Required action -> Can you turn every line of the entries below into a Markdown table with the columns "Row" and "Line", numbering each row and leaving out blank lines?

Recorded information ->

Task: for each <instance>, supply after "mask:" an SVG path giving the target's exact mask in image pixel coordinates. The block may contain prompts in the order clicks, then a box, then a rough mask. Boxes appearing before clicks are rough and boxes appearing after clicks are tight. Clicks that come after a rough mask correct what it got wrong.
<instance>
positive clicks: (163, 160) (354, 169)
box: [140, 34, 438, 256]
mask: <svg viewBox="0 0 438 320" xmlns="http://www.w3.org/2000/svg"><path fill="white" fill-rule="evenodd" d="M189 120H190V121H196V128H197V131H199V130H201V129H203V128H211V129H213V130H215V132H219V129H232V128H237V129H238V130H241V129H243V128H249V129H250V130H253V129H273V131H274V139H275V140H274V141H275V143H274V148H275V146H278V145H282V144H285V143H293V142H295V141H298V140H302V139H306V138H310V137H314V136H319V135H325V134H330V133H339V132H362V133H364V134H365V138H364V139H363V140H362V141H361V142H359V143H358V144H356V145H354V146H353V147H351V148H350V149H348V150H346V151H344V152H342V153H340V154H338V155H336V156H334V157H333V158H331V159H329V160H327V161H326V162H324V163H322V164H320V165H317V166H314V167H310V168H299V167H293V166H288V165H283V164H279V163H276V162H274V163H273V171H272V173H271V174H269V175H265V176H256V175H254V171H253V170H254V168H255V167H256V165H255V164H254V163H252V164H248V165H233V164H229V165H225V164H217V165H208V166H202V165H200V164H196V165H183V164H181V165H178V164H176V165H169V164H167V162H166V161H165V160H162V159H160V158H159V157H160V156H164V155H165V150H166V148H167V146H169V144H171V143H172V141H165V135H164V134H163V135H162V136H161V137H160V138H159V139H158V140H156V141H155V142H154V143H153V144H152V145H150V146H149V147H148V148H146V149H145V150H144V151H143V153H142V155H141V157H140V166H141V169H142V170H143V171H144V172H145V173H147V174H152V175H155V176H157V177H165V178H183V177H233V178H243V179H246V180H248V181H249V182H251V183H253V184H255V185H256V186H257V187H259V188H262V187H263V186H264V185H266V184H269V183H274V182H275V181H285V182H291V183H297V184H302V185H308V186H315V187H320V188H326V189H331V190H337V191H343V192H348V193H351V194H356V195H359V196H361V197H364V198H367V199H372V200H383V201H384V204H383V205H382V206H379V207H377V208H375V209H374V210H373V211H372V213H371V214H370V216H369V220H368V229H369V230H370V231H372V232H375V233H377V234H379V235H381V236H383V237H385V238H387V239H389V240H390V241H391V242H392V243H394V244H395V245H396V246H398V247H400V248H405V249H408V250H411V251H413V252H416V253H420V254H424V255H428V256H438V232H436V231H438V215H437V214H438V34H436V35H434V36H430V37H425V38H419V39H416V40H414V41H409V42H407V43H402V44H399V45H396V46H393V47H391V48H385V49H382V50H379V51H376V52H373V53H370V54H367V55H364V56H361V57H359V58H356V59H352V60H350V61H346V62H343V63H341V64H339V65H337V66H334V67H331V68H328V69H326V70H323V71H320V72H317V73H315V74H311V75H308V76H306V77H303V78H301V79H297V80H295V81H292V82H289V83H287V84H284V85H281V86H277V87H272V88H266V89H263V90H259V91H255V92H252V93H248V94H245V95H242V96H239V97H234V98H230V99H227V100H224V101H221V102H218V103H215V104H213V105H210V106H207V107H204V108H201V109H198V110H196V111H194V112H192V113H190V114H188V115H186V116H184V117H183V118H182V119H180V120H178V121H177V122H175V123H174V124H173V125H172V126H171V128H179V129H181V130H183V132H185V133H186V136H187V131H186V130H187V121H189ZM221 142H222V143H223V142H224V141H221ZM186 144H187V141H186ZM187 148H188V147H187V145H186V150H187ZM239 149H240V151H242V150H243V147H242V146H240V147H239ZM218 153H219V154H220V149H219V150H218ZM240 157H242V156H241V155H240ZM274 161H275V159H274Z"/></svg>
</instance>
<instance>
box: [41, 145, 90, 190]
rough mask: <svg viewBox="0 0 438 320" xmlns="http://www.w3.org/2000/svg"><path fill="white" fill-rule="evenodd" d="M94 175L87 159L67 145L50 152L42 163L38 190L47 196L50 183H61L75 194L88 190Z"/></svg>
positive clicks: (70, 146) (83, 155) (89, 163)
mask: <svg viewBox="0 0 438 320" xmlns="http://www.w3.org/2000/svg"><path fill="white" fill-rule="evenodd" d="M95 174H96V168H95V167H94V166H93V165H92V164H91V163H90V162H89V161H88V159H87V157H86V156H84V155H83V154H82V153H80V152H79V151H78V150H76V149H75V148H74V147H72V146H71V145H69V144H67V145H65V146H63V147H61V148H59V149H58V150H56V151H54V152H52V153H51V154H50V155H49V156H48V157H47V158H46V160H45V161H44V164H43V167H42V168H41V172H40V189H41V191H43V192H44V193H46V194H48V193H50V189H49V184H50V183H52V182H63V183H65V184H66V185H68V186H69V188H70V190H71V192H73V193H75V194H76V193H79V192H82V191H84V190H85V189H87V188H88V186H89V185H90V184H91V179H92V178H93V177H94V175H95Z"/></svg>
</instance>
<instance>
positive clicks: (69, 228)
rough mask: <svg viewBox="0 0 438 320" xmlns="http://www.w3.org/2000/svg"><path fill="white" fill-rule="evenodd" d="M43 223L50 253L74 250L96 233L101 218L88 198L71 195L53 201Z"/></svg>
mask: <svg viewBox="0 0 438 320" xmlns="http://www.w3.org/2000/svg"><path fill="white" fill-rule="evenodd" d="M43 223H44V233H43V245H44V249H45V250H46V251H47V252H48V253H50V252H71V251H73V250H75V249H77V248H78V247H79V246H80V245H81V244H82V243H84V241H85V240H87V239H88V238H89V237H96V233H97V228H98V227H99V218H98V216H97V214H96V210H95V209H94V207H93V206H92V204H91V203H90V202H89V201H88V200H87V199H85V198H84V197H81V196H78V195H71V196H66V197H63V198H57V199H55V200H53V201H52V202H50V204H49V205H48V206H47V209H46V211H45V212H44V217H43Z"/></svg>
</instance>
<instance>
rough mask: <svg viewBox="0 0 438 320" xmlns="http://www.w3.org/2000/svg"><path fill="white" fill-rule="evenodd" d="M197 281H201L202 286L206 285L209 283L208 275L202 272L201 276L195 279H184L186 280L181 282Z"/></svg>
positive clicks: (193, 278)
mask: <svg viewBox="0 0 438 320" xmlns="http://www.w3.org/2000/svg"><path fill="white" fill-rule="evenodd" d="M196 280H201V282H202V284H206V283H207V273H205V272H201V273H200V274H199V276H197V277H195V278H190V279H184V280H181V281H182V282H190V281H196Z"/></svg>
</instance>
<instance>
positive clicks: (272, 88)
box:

Solution for this task ->
| Row | Line |
|---|---|
| 1 | Task: for each <instance>, supply after "mask:" an SVG path giving the target's exact mask in image pixel coordinates. The block may contain prompts in the order clicks, then a box, then a rough mask. Boxes appearing before clicks are rough and boxes appearing after clicks are tight. Clicks that come after a rough mask correct what it got wrong. |
| 2 | <instance> |
| 3 | positive clicks: (163, 160) (354, 169) |
| 4 | box: [140, 34, 438, 256] |
| 5 | mask: <svg viewBox="0 0 438 320" xmlns="http://www.w3.org/2000/svg"><path fill="white" fill-rule="evenodd" d="M189 120H190V121H196V128H197V131H199V130H201V129H203V128H211V129H213V130H215V132H219V129H232V128H237V129H238V130H241V129H243V128H249V129H250V130H253V129H273V131H274V139H275V140H274V141H275V143H274V148H275V146H278V145H282V144H285V143H293V142H295V141H298V140H302V139H306V138H310V137H314V136H319V135H325V134H330V133H339V132H362V133H364V134H365V138H364V139H363V140H362V141H361V142H359V143H358V144H356V145H354V146H353V147H351V148H350V149H348V150H346V151H344V152H342V153H340V154H338V155H336V156H334V157H333V158H331V159H329V160H327V161H326V162H324V163H322V164H320V165H317V166H314V167H310V168H299V167H293V166H288V165H283V164H279V163H276V162H274V163H273V171H272V173H271V174H269V175H265V176H256V175H254V171H253V170H254V168H255V167H256V165H255V164H254V163H252V164H248V165H233V164H229V165H225V164H217V165H208V166H202V165H200V164H196V165H183V164H181V165H178V164H176V165H169V164H167V162H166V161H165V160H162V159H160V158H159V157H160V156H164V155H165V150H166V148H167V146H169V144H171V143H172V141H165V135H164V134H163V135H162V136H161V137H160V138H159V139H158V140H156V141H155V142H154V143H153V144H152V145H150V146H149V147H148V148H146V149H145V150H144V151H143V153H142V155H141V157H140V166H141V169H142V170H143V171H144V172H145V173H147V174H152V175H155V176H157V177H165V178H183V177H233V178H243V179H246V180H248V181H249V182H251V183H253V184H255V185H256V186H257V187H259V188H262V187H263V186H264V185H266V184H269V183H274V182H275V181H285V182H291V183H297V184H302V185H308V186H315V187H320V188H326V189H331V190H337V191H343V192H348V193H351V194H356V195H359V196H361V197H364V198H367V199H372V200H383V201H384V204H383V205H382V206H379V207H377V208H375V209H374V210H373V211H372V213H371V214H370V216H369V220H368V229H369V230H370V231H372V232H375V233H377V234H379V235H381V236H383V237H385V238H387V239H389V240H390V241H391V242H392V243H394V244H395V245H396V246H398V247H400V248H405V249H408V250H411V251H413V252H416V253H420V254H424V255H428V256H438V232H436V231H438V215H437V214H438V34H436V35H434V36H430V37H425V38H419V39H416V40H414V41H409V42H407V43H402V44H399V45H396V46H393V47H391V48H385V49H382V50H379V51H376V52H373V53H370V54H367V55H364V56H361V57H359V58H356V59H352V60H350V61H346V62H343V63H341V64H339V65H337V66H334V67H331V68H328V69H326V70H323V71H320V72H317V73H315V74H311V75H308V76H306V77H303V78H301V79H297V80H295V81H292V82H289V83H287V84H284V85H281V86H277V87H272V88H266V89H263V90H259V91H255V92H252V93H248V94H245V95H242V96H239V97H234V98H230V99H227V100H224V101H221V102H218V103H215V104H213V105H210V106H207V107H204V108H201V109H198V110H196V111H194V112H192V113H190V114H188V115H186V116H184V117H183V118H182V119H180V120H178V121H177V122H175V123H174V124H173V125H172V126H171V128H179V129H181V130H183V132H185V133H186V136H187V131H186V130H187V121H189ZM221 142H222V143H223V142H224V141H221ZM186 144H187V141H186ZM187 148H188V147H187V145H186V150H187ZM239 149H240V151H242V150H243V147H242V146H240V147H239ZM218 153H219V154H220V149H219V150H218ZM240 157H242V156H241V155H240ZM274 161H275V159H274Z"/></svg> |
| 6 | </instance> |
| 7 | <instance> |
| 8 | box: [41, 145, 90, 190] |
| 9 | rough mask: <svg viewBox="0 0 438 320" xmlns="http://www.w3.org/2000/svg"><path fill="white" fill-rule="evenodd" d="M94 175L87 159L67 145L50 152L42 163L38 190L47 196L50 183H61L75 194L88 190Z"/></svg> |
| 10 | positive clicks: (70, 146) (83, 155) (89, 163) |
| 11 | mask: <svg viewBox="0 0 438 320" xmlns="http://www.w3.org/2000/svg"><path fill="white" fill-rule="evenodd" d="M95 174H96V168H95V167H94V166H93V165H92V164H91V163H90V162H89V161H88V159H87V157H86V156H84V155H83V154H82V153H80V152H79V151H78V150H76V149H75V148H74V147H72V146H71V145H69V144H67V145H65V146H63V147H61V148H59V149H58V150H56V151H54V152H52V153H51V154H50V155H49V156H48V157H47V158H46V160H45V161H44V164H43V167H42V168H41V172H40V189H41V191H43V192H44V193H46V194H48V193H50V189H49V184H50V183H52V182H63V183H65V184H66V185H68V186H69V188H70V190H71V192H73V193H75V194H76V193H79V192H82V191H84V190H85V189H87V188H88V186H89V185H90V184H91V179H92V178H93V177H94V175H95Z"/></svg> |
| 12 | </instance> |
| 13 | <instance> |
| 14 | positive clicks: (69, 228) |
| 15 | rough mask: <svg viewBox="0 0 438 320" xmlns="http://www.w3.org/2000/svg"><path fill="white" fill-rule="evenodd" d="M43 223L50 253L74 250L96 233L101 218L88 198L71 195L53 201Z"/></svg> |
| 16 | mask: <svg viewBox="0 0 438 320" xmlns="http://www.w3.org/2000/svg"><path fill="white" fill-rule="evenodd" d="M43 223H44V233H43V245H44V249H45V250H46V251H47V252H48V253H50V252H71V251H73V250H75V249H77V248H78V247H79V246H80V245H81V244H82V243H84V241H85V240H87V239H88V238H89V237H96V233H97V228H98V227H99V218H98V216H97V214H96V210H95V209H94V207H93V206H92V204H91V203H90V202H89V201H88V200H87V199H85V198H84V197H81V196H78V195H71V196H66V197H63V198H57V199H55V200H53V201H52V202H50V204H49V205H48V206H47V209H46V211H45V212H44V217H43Z"/></svg> |
| 17 | </instance> |
| 18 | <instance> |
| 19 | rough mask: <svg viewBox="0 0 438 320" xmlns="http://www.w3.org/2000/svg"><path fill="white" fill-rule="evenodd" d="M197 281H201L202 286L206 285L209 283L208 275L202 272L201 276L195 279H184L186 280L181 282Z"/></svg> |
| 20 | positive clicks: (193, 278) |
| 21 | mask: <svg viewBox="0 0 438 320" xmlns="http://www.w3.org/2000/svg"><path fill="white" fill-rule="evenodd" d="M196 280H201V282H202V284H206V283H207V273H205V272H201V273H200V274H199V276H197V277H195V278H190V279H184V280H181V281H182V282H190V281H196Z"/></svg> |
| 22 | </instance> |
| 23 | <instance> |
| 24 | positive clicks: (272, 88) |
| 25 | box: |